> _Texto para leer_
####

La cultura fundamentada en el patriarcado y el neoliberalismo alimenta la hostilidad en el tejido social. La política de las mujeres, la rebelión de las que no contaban, vino a interrumpir la lógica de dominación machista y constituye una oportunidad de deslegitimar el poder establecido. La acción del colectivo feminista desconcentra el poder y desarma el monopolio legitimizado, hasta ahora, de la palabra masculina.
Por Nora Merlin*
(para La Tecl@ Eñe)
Para explicar el origen de la cultura, la moral y la religión, Freud inventó un mito patriarcal que desarrolló en su artículo “Totem y Tabú” (1912): en los tiempos primordiales los hombres vivían en hordas salvajes dominados por un padre violento, único poseedor de las mujeres y los bienes. Para resolver la violencia a la que estaban sometidos, los hijos decidieron asesinarlo. Luego del crimen, para evitar la repetición del acto dando lugar a una primer organización social, la horda fraterna, los hermanos instituyeron un contrato que establecía que ninguno de ellos ocuparía el lugar del padre, así como las prohibiciones del incesto y el parricidio. Como veremos, de este planteo se deducen serias consecuencias en lo social.

####

> _Registros_

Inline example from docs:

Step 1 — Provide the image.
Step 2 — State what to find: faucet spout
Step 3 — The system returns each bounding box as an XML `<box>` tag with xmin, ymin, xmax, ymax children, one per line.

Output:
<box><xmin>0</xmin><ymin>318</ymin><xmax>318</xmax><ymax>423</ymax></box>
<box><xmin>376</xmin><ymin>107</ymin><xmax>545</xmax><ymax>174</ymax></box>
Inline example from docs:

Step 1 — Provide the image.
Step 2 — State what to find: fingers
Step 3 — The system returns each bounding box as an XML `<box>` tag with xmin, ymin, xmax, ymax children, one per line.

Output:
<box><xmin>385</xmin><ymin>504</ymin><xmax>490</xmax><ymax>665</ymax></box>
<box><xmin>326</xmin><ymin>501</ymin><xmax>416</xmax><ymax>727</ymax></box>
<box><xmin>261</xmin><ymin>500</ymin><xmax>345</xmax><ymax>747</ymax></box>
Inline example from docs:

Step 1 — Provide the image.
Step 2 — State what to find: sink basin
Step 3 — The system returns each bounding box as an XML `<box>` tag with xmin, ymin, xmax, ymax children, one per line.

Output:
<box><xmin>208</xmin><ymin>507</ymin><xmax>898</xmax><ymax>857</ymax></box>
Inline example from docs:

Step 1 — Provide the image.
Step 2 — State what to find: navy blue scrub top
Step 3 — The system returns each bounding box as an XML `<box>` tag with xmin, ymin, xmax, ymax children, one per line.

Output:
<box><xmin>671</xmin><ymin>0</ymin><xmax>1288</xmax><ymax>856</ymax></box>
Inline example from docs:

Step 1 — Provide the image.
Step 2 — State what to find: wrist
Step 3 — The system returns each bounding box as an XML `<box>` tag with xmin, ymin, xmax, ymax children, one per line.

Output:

####

> _Tareas_
1 - Según el texto sobre el patriarcado, ¿qué dos prohibiciones establecieron los hermanos en su contrato?
2 - Retoma el texto sobre el patriarcado y sigue escribiéndolo a partir de su última oración.

> _Respuestas_
1 - Las prohibiciones del incesto y del parricidio.

2 -
La culpa que sintieron los hermanos por el asesinato del padre hizo que lo elevaran a la categoría de Dios, e incorporaran la autoridad parental como una moral, el superyó. De esta forma se originó una moral cultural patriarcal que vigilaba y castigaba, basada en una lógica de prohibición-obediencia.
Años más tarde, habiendo acontecido la primera guerra mundial y el advenimiento del nazismo, Freud anunciaba en “El malestar en la cultura” el fracaso del programa de la cultura. El pacto y la moral patriarcal no resolvían la hostilidad entre los hermanos sino que la aumentaban: el prójimo era humillado, maltratado, explotado y matado.
Se añadió al patriarcado el neoliberalismo y su bestial sistema de explotación, apropiación y producción de subjetividad: la masa de consumidores cuyo rasgo principal es la obediencia inconsciente a los medios de comunicación concentrados, en la que el sujeto se autoexplota en un rendimiento ilimitado que conduce a una subjetividad culpable y deudora.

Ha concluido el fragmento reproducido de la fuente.